Supplied records:
[Start of section]

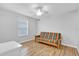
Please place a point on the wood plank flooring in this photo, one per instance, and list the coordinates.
(41, 49)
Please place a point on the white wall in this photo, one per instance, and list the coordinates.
(67, 24)
(8, 26)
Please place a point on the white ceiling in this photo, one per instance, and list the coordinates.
(53, 8)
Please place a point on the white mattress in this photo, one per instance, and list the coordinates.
(7, 46)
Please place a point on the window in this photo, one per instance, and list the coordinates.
(22, 26)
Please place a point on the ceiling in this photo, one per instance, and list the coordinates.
(53, 8)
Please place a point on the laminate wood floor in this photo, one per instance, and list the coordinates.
(40, 49)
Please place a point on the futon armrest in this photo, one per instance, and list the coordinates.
(37, 36)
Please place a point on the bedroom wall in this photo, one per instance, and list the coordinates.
(8, 26)
(67, 24)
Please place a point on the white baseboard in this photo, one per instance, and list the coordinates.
(69, 45)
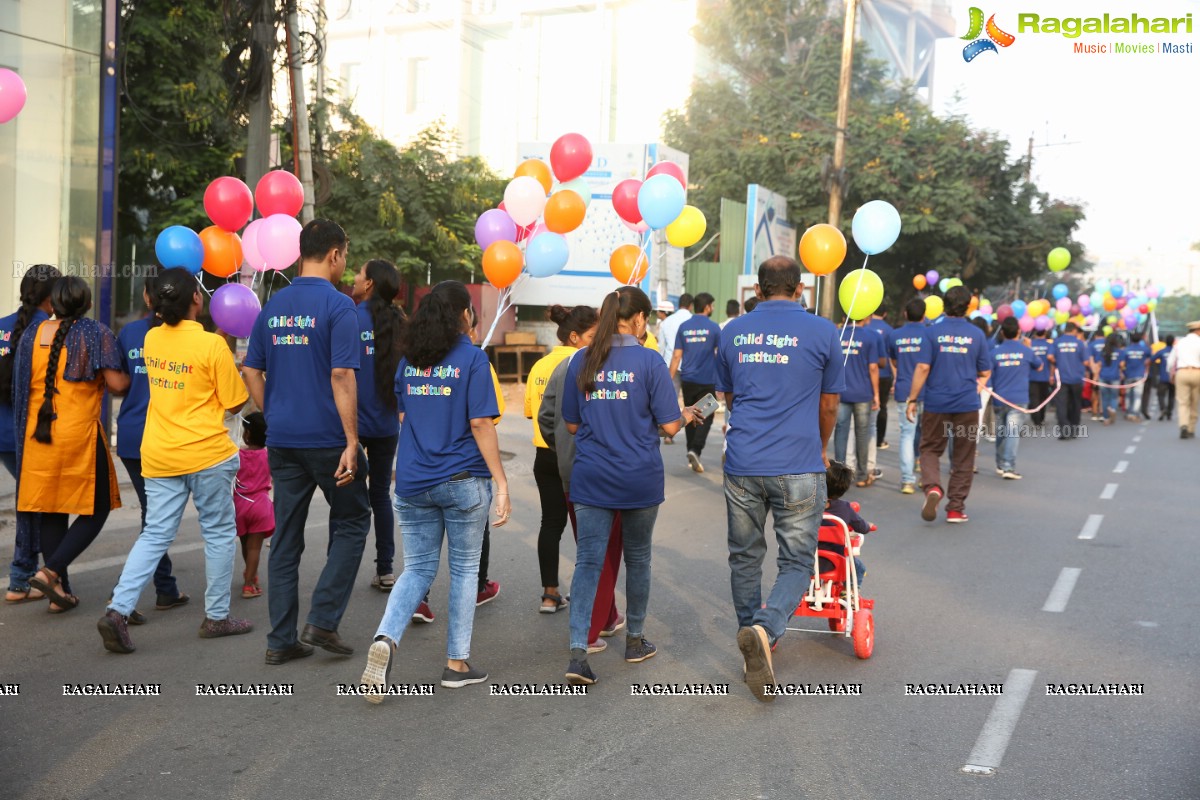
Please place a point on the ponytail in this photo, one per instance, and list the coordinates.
(71, 299)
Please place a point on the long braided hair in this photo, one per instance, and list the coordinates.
(71, 300)
(35, 287)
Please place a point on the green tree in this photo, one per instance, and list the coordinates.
(767, 116)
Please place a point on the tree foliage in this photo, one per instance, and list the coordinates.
(767, 115)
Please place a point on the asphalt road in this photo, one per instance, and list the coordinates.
(954, 605)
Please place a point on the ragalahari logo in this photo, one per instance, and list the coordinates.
(995, 36)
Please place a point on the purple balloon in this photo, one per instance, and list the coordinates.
(234, 308)
(493, 226)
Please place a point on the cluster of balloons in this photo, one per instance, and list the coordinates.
(538, 214)
(875, 227)
(12, 95)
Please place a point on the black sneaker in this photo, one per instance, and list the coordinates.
(455, 679)
(580, 673)
(113, 629)
(639, 649)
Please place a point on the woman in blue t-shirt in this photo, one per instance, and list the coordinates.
(617, 400)
(448, 451)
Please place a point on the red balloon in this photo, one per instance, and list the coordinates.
(624, 200)
(228, 203)
(669, 168)
(279, 192)
(570, 156)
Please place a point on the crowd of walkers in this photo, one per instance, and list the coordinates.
(394, 421)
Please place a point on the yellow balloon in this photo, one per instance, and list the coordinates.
(688, 228)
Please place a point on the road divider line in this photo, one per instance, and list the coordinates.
(1062, 588)
(1092, 525)
(997, 729)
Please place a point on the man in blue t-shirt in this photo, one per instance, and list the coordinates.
(862, 349)
(306, 342)
(780, 370)
(905, 346)
(1013, 367)
(695, 362)
(1039, 380)
(952, 371)
(1074, 360)
(1134, 359)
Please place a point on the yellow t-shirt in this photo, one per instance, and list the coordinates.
(193, 379)
(539, 376)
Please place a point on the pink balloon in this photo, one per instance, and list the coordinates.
(12, 95)
(279, 241)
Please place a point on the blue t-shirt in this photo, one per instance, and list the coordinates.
(1013, 364)
(1042, 348)
(905, 347)
(617, 458)
(301, 335)
(1071, 354)
(777, 362)
(131, 420)
(699, 338)
(438, 404)
(885, 332)
(1134, 359)
(958, 353)
(375, 417)
(861, 347)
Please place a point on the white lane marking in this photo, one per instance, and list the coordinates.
(1092, 525)
(993, 740)
(1062, 588)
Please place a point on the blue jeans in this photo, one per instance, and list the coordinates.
(859, 413)
(796, 504)
(910, 443)
(298, 473)
(594, 525)
(1008, 435)
(457, 510)
(211, 491)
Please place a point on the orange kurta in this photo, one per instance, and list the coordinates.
(60, 477)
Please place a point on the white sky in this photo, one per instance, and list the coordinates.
(1135, 164)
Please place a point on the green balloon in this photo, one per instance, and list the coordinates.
(861, 293)
(1059, 259)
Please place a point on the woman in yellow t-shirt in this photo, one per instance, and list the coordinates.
(186, 451)
(575, 329)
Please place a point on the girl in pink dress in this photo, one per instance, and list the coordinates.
(252, 499)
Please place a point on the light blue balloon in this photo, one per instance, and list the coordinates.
(580, 186)
(546, 254)
(876, 227)
(660, 200)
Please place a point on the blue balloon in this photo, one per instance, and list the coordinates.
(876, 227)
(546, 254)
(660, 200)
(179, 246)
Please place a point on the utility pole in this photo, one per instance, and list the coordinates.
(837, 178)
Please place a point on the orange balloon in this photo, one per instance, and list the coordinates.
(222, 252)
(535, 169)
(628, 264)
(503, 263)
(822, 248)
(564, 211)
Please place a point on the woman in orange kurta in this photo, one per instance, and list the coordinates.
(63, 371)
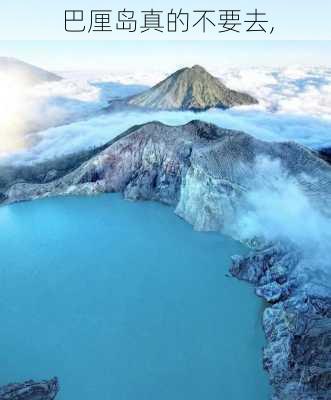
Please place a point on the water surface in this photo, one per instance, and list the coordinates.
(124, 301)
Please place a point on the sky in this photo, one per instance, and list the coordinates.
(36, 19)
(165, 55)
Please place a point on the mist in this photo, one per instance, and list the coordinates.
(66, 116)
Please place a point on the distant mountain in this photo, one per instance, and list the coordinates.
(188, 89)
(26, 73)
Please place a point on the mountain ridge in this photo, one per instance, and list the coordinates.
(27, 73)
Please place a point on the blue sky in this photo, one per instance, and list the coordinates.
(37, 19)
(133, 55)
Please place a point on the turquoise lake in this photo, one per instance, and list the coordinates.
(124, 301)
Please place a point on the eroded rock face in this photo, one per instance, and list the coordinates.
(187, 89)
(297, 324)
(30, 390)
(201, 169)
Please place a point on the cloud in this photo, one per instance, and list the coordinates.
(295, 104)
(276, 208)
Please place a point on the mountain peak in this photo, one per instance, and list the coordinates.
(189, 89)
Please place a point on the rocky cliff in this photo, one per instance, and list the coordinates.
(205, 172)
(187, 89)
(30, 390)
(25, 73)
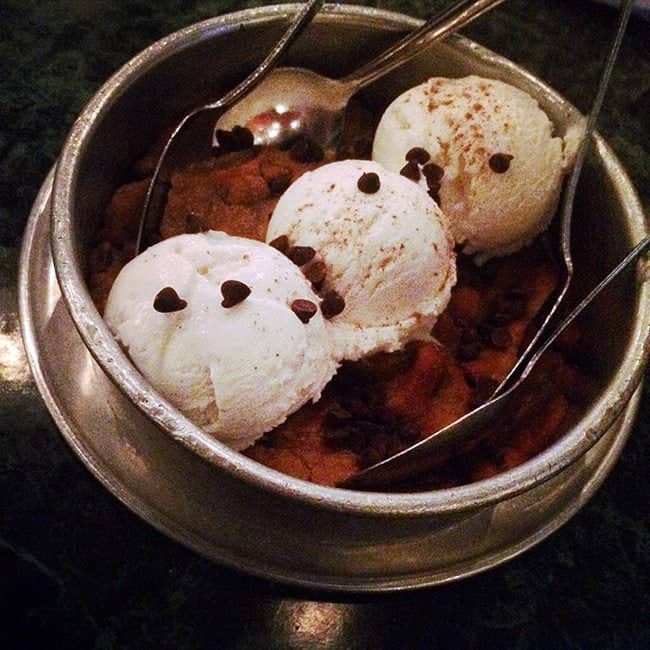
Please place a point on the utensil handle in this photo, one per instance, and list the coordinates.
(155, 197)
(566, 207)
(299, 22)
(638, 250)
(435, 28)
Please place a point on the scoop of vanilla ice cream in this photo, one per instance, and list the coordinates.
(237, 372)
(495, 205)
(388, 253)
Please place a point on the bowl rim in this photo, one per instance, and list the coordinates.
(114, 362)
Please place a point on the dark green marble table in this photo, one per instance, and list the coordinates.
(78, 570)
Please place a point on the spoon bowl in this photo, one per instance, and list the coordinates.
(294, 102)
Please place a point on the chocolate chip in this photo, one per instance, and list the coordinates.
(500, 337)
(433, 173)
(469, 335)
(468, 351)
(227, 140)
(417, 155)
(281, 243)
(244, 136)
(305, 150)
(304, 309)
(167, 301)
(316, 272)
(369, 183)
(194, 222)
(362, 147)
(333, 304)
(411, 171)
(233, 292)
(278, 184)
(300, 255)
(500, 162)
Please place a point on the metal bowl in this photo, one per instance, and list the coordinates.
(224, 504)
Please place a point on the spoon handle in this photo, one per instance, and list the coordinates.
(418, 458)
(566, 207)
(438, 26)
(155, 197)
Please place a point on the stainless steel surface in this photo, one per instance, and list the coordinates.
(154, 203)
(407, 463)
(226, 505)
(302, 102)
(245, 526)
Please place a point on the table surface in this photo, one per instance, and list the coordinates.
(79, 570)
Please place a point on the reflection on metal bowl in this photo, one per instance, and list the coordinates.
(223, 504)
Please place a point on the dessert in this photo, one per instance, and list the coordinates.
(381, 245)
(485, 151)
(378, 401)
(226, 328)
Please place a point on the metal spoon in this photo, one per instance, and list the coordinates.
(566, 206)
(296, 101)
(154, 201)
(402, 465)
(411, 460)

[End of section]

Work to complete:
The records above must be repeated in full and exactly, but without any of the pictures.

Output for this task:
Please place a point on the wood plank flooring in this photo, one per instance, and list the coordinates.
(41, 49)
Please place a point on the white wall in this photo, one per instance, and list the coordinates.
(67, 24)
(8, 26)
Please place a point on the white ceiling in this photo, one per instance, and list the coordinates.
(53, 8)
Please place a point on the white mattress in this photo, one per instance, and list the coordinates.
(7, 46)
Please place a point on the window in this photo, one per instance, and list the coordinates.
(22, 26)
Please place a point on the ceiling in this photo, one per instance, and list the coordinates.
(53, 8)
Please place a point on the laminate wood floor in this photo, one per instance, and list the coordinates.
(40, 49)
Please place a point on the futon armrest in this photo, one per instance, and list the coordinates.
(37, 36)
Please place a point on the bedroom wall in this photo, one per instance, and list the coordinates.
(8, 26)
(67, 24)
Please place a point on the white baseboard in this photo, one per instance, and list the coordinates.
(69, 45)
Please place a point on the ponytail in this photo, one per instance, and list the coordinates.
(71, 299)
Please place a point on the long braided hair in this photo, one per instance, and list the coordinates.
(71, 300)
(35, 287)
Please place a point on the green tree in this photo, one per instance, and list the coordinates.
(767, 116)
Please place a point on the tree foliage in this photo, one per instance, and list the coordinates.
(767, 115)
Please place a point on the asphalt road in this photo, one per instance, and list the coordinates.
(954, 605)
Please place a point on the ragalahari logo in this photo, one per instance, and list the coordinates.
(995, 36)
Please place a point on the purple balloon in this photo, one per instance, and list the coordinates.
(234, 308)
(493, 226)
Please place a point on the cluster of balloons in this photo, one per instance, and list the coordinates.
(538, 214)
(875, 227)
(12, 95)
Please place a point on the black sneaker in this photo, one per instance, and list the coordinates.
(455, 679)
(580, 673)
(113, 629)
(639, 649)
Please place a point on the woman in blue t-shirt in this photo, one per instance, and list the coordinates.
(617, 400)
(448, 451)
Please place a point on the red balloon in this photo, one per instance, and list the coordinates.
(624, 200)
(228, 203)
(669, 168)
(279, 192)
(570, 156)
Please place a point on the crowd of walkers in this photo, one per instance, and list the coordinates.
(394, 421)
Please place a point on the yellow balloon in this photo, one per instance, and list the coordinates.
(688, 228)
Please place a point on the road divider line in this photo, one per instance, and list the coordinates.
(1062, 588)
(1092, 525)
(997, 729)
Please place a point on the man in blue t-shirt in this photo, one per instance, and list the coordinates.
(862, 349)
(306, 342)
(780, 370)
(905, 346)
(1013, 367)
(695, 362)
(1039, 380)
(952, 371)
(1074, 360)
(1134, 359)
Please place a point on the yellow t-shirt in this photo, one per instance, and list the coordinates.
(193, 379)
(539, 376)
Please place a point on the pink balloon in this photo, one per instance, and list the coordinates.
(12, 95)
(279, 241)
Please place a point on the blue t-shirt in this photo, one per instance, and list the coordinates.
(1013, 364)
(1042, 348)
(905, 347)
(617, 458)
(301, 335)
(1071, 354)
(777, 362)
(131, 420)
(699, 338)
(438, 404)
(885, 332)
(1134, 359)
(958, 353)
(375, 417)
(861, 347)
Please place a point on the white lane marking in this photo, one per instance, and list the coordinates.
(1092, 525)
(993, 740)
(1062, 588)
Please place a point on the blue jeans in this photo, one per instance, and list the coordinates.
(859, 413)
(796, 504)
(910, 443)
(298, 473)
(594, 525)
(1008, 435)
(457, 510)
(211, 491)
Please place a point on the orange kurta in this photo, one per instance, and list the coordinates.
(60, 477)
Please place a point on the white sky in this photo, one per instance, and list the coordinates.
(1135, 164)
Please place a point on the green balloon in this photo, one per instance, and list the coordinates.
(861, 293)
(1059, 259)
Please place a point on the woman in yellow t-shirt in this photo, one per instance, and list the coordinates.
(186, 451)
(575, 329)
Please place a point on the girl in pink dress in this photo, one per instance, and list the coordinates.
(252, 499)
Please place a point on the light blue balloon in this photo, one per instance, and list the coordinates.
(580, 186)
(546, 254)
(876, 227)
(660, 200)
Please place a point on the blue balloon in this photo, one per instance, and list the coordinates.
(876, 227)
(546, 254)
(660, 200)
(179, 246)
Please place a point on the utility pole in this photo, one per instance, and list the coordinates.
(837, 178)
Please place a point on the orange balloon in this photo, one per instance, and list the coordinates.
(222, 252)
(535, 169)
(628, 264)
(503, 263)
(822, 248)
(564, 211)
Please place a point on the woman in orange kurta in this photo, one per instance, and list the coordinates.
(63, 371)
Please place a point on the water surface in this photo, one per instance, and list the coordinates.
(124, 301)
Please place a point on the sky in this photo, one per instance, and list the coordinates.
(36, 19)
(165, 55)
Please place a point on the mist in this photo, one per instance, and list the coordinates.
(66, 116)
Please place a point on the distant mountain in this photo, one per instance, and list the coordinates.
(188, 89)
(26, 73)
Please place a point on the mountain ridge in this photo, one per instance, and list the coordinates.
(27, 73)
Please place a point on the blue sky in this photo, one per instance, and list the coordinates.
(37, 19)
(133, 55)
Please place a point on the turquoise lake in this photo, one per instance, and list the coordinates.
(124, 301)
Please place a point on the eroded rock face in this photo, one per instance, and list the coordinates.
(187, 89)
(297, 324)
(30, 390)
(201, 169)
Please place a point on the cloud in this photo, one per instance, and list the coordinates.
(295, 104)
(276, 208)
Please place a point on the mountain peak in this photo, one per instance, and list the coordinates.
(189, 89)
Please place a point on the rocky cliff in this photo, one per instance, and list the coordinates.
(205, 172)
(187, 89)
(30, 390)
(25, 73)
Please place a point on the utensil handle in this photo, one per instance, and list the coordinates.
(155, 197)
(566, 207)
(299, 22)
(638, 250)
(435, 28)
Please place a point on the scoop of vanilla ice cream in this photo, one per instance, and list the coordinates.
(237, 372)
(495, 205)
(388, 253)
Please place a point on the bowl rim in this photo, one per instance, and list the coordinates.
(114, 362)
Please place a point on the dark green marble table in this photo, one per instance, and list the coordinates.
(78, 570)
Please place a point on the spoon bowl in this photo, one per instance, and list the coordinates.
(294, 102)
Please place a point on the chocolate chip in this photo, one per instance, and list the coordinates.
(500, 337)
(433, 173)
(469, 335)
(468, 351)
(227, 140)
(417, 155)
(281, 243)
(244, 136)
(305, 150)
(304, 309)
(167, 301)
(316, 272)
(369, 183)
(194, 222)
(362, 147)
(333, 304)
(411, 171)
(233, 292)
(278, 184)
(300, 255)
(500, 162)
Please place a point on the metal bowl in this photo, one per instance, and list the coordinates.
(224, 504)
Please place a point on the spoon handle in this photo, one per instance, and list the coordinates.
(418, 458)
(566, 207)
(438, 26)
(155, 197)
Please place a point on the stainless steel surface in this photo, one per instance, and list the coordinates.
(154, 203)
(407, 463)
(226, 505)
(302, 102)
(245, 526)
Please place a point on the table surface in this photo, one per instance, and list the coordinates.
(79, 570)
Please place a point on the reflection on metal bowl in this photo, one per instance, and list the coordinates.
(223, 504)
Please place a point on the dessert in this photo, one per instance, and list the coordinates.
(381, 245)
(485, 151)
(378, 401)
(226, 328)
Please place a point on the metal spoon in this photo, one per instance, and list the coordinates.
(566, 206)
(296, 101)
(154, 201)
(402, 465)
(411, 460)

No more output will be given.